Record extracts Start Marker
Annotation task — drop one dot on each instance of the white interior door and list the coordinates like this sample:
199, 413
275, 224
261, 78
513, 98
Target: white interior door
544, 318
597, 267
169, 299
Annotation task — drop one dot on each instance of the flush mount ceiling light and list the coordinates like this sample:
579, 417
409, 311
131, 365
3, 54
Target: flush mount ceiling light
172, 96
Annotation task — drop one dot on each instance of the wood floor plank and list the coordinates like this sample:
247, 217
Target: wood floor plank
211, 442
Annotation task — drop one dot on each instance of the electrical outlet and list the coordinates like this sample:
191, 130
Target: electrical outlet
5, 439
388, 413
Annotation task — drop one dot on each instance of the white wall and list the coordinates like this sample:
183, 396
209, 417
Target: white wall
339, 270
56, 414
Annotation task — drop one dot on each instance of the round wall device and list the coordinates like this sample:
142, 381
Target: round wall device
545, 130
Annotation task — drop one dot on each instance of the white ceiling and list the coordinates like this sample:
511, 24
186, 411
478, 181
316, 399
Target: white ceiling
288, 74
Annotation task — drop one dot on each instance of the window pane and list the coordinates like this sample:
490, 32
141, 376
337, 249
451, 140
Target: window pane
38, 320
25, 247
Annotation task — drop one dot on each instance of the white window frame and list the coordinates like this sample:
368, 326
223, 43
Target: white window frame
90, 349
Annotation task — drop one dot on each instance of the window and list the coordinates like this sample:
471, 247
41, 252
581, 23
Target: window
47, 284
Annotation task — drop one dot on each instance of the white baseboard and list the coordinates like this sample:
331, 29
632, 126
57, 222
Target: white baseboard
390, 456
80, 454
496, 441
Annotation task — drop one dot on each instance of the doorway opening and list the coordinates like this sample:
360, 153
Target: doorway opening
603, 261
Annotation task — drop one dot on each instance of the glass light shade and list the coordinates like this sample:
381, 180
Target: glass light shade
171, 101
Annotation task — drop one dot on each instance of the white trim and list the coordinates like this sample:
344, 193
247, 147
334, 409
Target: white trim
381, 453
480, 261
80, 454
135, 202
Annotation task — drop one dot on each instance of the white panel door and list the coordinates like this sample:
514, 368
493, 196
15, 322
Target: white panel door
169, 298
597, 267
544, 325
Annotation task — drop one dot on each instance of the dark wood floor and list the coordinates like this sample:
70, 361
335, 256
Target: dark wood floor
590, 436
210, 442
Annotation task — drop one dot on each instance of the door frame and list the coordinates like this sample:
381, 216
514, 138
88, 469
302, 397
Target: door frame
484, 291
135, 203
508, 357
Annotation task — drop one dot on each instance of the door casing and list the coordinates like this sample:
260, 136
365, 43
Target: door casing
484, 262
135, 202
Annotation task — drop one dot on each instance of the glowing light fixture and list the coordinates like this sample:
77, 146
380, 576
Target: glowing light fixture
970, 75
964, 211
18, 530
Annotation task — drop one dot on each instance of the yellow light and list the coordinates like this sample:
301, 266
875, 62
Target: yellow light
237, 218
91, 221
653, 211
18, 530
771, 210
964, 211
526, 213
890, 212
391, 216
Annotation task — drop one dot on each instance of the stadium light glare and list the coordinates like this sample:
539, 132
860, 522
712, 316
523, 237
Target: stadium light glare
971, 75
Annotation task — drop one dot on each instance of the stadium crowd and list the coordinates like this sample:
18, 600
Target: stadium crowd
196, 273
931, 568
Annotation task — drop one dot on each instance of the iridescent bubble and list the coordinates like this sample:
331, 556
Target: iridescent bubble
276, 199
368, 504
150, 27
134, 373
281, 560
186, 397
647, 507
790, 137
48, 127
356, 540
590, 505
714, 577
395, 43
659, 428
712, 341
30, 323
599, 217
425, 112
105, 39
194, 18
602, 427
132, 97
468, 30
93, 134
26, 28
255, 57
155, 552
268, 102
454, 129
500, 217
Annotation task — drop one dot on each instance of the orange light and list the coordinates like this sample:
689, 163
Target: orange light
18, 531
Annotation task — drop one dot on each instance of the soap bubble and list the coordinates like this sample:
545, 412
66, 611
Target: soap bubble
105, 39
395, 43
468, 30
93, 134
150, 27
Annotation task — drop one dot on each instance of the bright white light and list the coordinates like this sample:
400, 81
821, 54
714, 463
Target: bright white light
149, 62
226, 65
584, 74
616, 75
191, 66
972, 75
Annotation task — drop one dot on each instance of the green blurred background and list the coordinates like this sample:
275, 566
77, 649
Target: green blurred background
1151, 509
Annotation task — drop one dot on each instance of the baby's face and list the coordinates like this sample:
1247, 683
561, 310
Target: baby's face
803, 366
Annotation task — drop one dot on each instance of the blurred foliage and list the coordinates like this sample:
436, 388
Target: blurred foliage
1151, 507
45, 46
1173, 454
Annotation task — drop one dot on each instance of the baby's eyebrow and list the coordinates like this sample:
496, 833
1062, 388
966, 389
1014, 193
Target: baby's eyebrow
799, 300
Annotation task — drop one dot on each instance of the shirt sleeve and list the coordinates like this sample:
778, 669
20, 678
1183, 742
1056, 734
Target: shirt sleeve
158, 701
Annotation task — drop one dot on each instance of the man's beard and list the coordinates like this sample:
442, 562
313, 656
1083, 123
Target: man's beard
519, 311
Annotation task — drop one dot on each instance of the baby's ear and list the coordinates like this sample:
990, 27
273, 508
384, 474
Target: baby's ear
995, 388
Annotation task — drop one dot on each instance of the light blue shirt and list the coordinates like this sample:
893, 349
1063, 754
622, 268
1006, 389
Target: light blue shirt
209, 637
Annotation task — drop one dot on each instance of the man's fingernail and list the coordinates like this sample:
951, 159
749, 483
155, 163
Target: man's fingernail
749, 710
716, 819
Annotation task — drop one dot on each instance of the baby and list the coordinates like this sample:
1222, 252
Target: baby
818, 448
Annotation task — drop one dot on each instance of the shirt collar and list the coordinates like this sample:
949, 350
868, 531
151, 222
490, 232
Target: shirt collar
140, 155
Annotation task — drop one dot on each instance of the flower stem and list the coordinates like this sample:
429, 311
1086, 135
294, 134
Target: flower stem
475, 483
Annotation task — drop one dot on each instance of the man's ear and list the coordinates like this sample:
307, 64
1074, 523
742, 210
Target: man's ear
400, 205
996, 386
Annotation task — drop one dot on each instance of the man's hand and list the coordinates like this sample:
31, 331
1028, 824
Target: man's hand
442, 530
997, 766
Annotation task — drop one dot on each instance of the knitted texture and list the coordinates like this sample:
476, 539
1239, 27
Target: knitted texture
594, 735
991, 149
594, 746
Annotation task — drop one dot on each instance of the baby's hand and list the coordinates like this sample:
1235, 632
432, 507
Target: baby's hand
Record extracts End Marker
Repeat exactly, and only, the lines from the line containing "of the flower" through the last line of the records above, both included.

Annotation task — drop one dot on each instance of the flower stem and list the coordinates like this sample:
429, 311
1086, 135
294, 134
Target: flower stem
475, 483
Annotation task — drop one dot on each instance of the man's ear and list the coordinates like this sample:
307, 64
1074, 523
742, 210
Target: man's ear
400, 205
996, 386
Annotation task — drop one dot on each instance of the man's hand and list the coordinates like this sample:
31, 331
1028, 824
Target: man's hand
442, 530
997, 766
Annotation task — drop one dot on each instance of the knitted texture and list the coordinates like this sample:
476, 539
1239, 27
Target: knitted texture
594, 735
991, 149
594, 746
Annotation task — drop one dot on each instance of the baby's hand and list the coordinates like this sample:
1235, 632
432, 507
Target: baby's hand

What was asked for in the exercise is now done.